▶ [Brief]
Write out the part of the statement on making Welsh law more accessible from "This was published" up to and including "do, to make Welsh law more accessible.", word for word.

▶ [Source excerpt]
----------

This was published under the 2016 to 2021 administration of the Welsh Government

I’m pleased to announce a series of initiatives, some already under way and others about to begin, to make Welsh law more accessible.

The first of these is legislation, part of which will set the framework for the work we are doing, and will continue to do, to make Welsh law more accessible.  
I am looking forward to introducing a Bill later this year which will set Wales on a new journey to developing comprehensive and well-organised codes of law – the first part of the United Kingdom to take this step.

The purpose of the Legislation (Wales) Bill is to make Welsh law more accessible, clear and straightforward to use.

The Bill will propose that for each Assembly term the Welsh Ministers and the Counsel General must develop a programme of activity designed to improve the accessibility of Welsh law. The specific content of each programme will be a matter for the Welsh Ministers and the Counsel General of the time, but each programme must make provision to consolidate and codify Welsh law, maintain codified law and to facilitate use of the Welsh language in the law and in public administration more generally.

I wish to alert Members also to the fact that accompanying the Bill will be a draft taxonomy setting out the subject matter by reference to which Codes of Welsh law could be organised. Although we will be significantly constrained in what we do by the devolution settlement, we have been taking inspiration from other jurisdictions which organise their law in this way. I look forward to Members considering our plans once they are published. The work we are doing is being done with users of legislation in mind, so we must be sure that users of legislation can see the benefit in what we propose.

Also contained in the Bill will be provisions on the interpretation of Welsh law, another initiative that would put Wales on the same legal footing as Scotland and Northern Ireland who already have such legislation. These provisions, though technical and often detailed, are important because they set out how legislation works. These rules sit in the background ready to be applied whenever there are problems. They are set out once so they don’t have to be repeated every time we legislate.

In addition to the Bill, Members will wish to know that we are working on other projects which will eventually form part of the programme of work required by the Bill. The main focus here is to better publish and promulgate Welsh law. Despite our only comparatively brief existence as a legislature and government, the National Assembly has passed 59 Measures or Acts since 2007 and the Welsh Ministers have made around 6,000 statutory instruments since 1999.

----------

▶ [Listed records]
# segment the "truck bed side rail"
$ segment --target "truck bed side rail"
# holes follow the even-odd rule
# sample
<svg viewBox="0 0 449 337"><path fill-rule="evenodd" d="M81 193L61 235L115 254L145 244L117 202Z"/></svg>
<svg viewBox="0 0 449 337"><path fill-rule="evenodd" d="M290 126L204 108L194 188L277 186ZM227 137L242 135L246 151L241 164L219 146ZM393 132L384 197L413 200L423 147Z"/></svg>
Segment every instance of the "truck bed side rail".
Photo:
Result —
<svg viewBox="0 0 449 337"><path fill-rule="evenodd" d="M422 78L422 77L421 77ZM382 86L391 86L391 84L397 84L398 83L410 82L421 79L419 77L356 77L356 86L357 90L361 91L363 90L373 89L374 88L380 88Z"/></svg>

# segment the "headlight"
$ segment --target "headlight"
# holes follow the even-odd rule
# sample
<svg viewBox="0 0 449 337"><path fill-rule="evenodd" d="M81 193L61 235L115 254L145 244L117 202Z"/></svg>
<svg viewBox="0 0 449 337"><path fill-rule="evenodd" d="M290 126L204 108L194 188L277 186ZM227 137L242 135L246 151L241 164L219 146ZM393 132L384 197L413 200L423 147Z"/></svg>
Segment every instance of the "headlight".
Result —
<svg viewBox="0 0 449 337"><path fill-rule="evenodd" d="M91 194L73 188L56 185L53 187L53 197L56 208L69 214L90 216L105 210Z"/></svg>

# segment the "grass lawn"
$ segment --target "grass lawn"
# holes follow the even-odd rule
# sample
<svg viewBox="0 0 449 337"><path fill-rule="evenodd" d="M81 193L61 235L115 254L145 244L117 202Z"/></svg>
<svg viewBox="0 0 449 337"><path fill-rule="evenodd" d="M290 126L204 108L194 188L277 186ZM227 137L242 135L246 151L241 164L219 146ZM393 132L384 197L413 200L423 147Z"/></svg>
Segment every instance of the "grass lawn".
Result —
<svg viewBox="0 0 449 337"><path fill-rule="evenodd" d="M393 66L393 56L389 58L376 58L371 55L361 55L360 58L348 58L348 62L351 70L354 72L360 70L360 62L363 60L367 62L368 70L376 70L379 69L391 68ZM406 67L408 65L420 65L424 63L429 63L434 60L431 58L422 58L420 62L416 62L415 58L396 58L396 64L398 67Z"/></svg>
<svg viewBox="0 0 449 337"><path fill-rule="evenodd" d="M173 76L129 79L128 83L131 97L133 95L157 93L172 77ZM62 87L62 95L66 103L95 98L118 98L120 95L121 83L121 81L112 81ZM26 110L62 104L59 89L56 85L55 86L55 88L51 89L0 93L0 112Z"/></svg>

----------

▶ [Answer]
This was published under the 2016 to 2021 administration of the Welsh Government

I’m pleased to announce a series of initiatives, some already under way and others about to begin, to make Welsh law more accessible.

The first of these is legislation, part of which will set the framework for the work we are doing, and will continue to do, to make Welsh law more accessible.